- What this task involves: From the data below, please reproduce exactly everything from the line that contains "Target: short dark hair" down to the line that contains "[locate] the mowed", with both ends included.
-- Opening Marker --
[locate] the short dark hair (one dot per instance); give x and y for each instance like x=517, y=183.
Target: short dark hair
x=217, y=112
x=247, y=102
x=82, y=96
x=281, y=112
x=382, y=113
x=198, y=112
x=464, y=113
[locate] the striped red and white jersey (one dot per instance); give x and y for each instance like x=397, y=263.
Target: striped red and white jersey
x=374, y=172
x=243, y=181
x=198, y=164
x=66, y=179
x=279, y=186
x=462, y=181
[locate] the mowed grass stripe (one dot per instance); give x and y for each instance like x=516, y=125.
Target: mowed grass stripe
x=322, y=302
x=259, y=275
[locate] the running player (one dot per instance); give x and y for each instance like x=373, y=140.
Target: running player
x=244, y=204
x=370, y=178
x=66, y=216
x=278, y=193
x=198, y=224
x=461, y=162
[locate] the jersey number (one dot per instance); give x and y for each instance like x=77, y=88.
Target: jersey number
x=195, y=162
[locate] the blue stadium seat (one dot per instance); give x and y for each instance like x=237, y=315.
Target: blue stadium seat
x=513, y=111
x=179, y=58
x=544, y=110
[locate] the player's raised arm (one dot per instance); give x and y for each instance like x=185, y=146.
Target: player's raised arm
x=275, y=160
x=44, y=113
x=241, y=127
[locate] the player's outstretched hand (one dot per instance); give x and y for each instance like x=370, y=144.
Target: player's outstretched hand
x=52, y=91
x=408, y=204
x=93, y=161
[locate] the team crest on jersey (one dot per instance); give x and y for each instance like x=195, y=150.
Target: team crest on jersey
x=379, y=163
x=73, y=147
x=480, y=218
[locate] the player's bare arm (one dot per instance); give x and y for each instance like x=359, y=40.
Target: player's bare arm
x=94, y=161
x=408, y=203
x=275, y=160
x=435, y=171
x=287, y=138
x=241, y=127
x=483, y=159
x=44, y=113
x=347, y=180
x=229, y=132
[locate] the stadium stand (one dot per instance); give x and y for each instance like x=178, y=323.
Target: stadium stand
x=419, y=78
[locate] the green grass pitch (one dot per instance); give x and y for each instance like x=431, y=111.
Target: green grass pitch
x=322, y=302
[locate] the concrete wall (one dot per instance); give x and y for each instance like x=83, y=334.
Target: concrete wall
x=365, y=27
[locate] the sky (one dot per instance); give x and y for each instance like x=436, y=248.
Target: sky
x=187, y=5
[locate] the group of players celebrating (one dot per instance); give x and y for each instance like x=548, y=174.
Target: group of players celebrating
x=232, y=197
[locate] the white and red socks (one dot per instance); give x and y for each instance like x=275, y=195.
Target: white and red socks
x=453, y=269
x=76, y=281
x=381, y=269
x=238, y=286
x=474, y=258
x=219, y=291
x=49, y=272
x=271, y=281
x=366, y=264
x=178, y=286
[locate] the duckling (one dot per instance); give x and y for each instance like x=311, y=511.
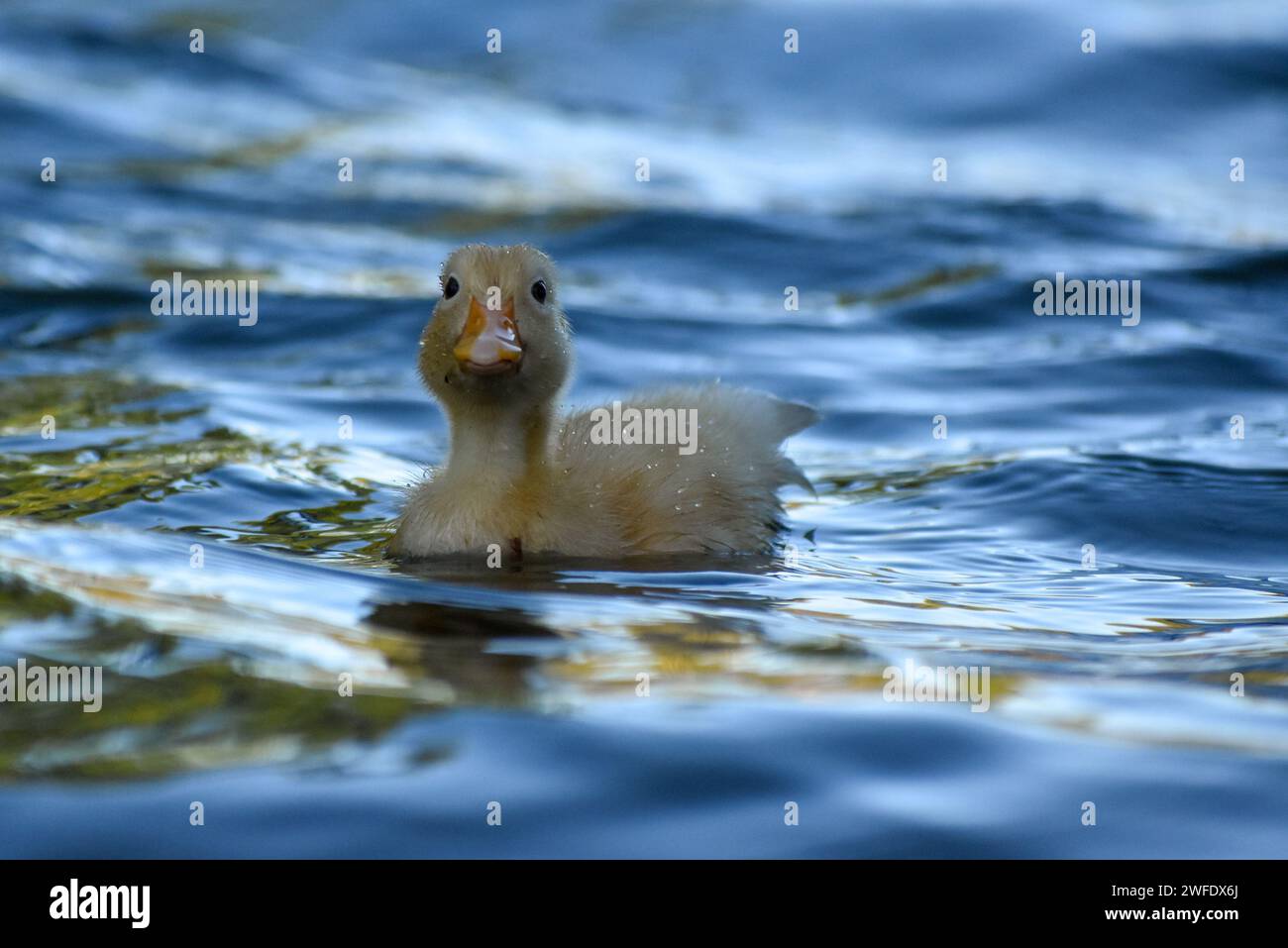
-- Closing Marker --
- Response area:
Target: short dark hair
x=217, y=112
x=247, y=102
x=82, y=96
x=281, y=112
x=382, y=113
x=198, y=112
x=464, y=113
[locate] the striped red and white jersey (one dot per instance); give x and y for each instance like x=397, y=263.
Target: striped red and white jersey
x=374, y=172
x=243, y=181
x=198, y=164
x=66, y=179
x=279, y=186
x=462, y=181
[locate] the mowed grass stripe (one dot per instance); give x and y for each instance like x=516, y=125.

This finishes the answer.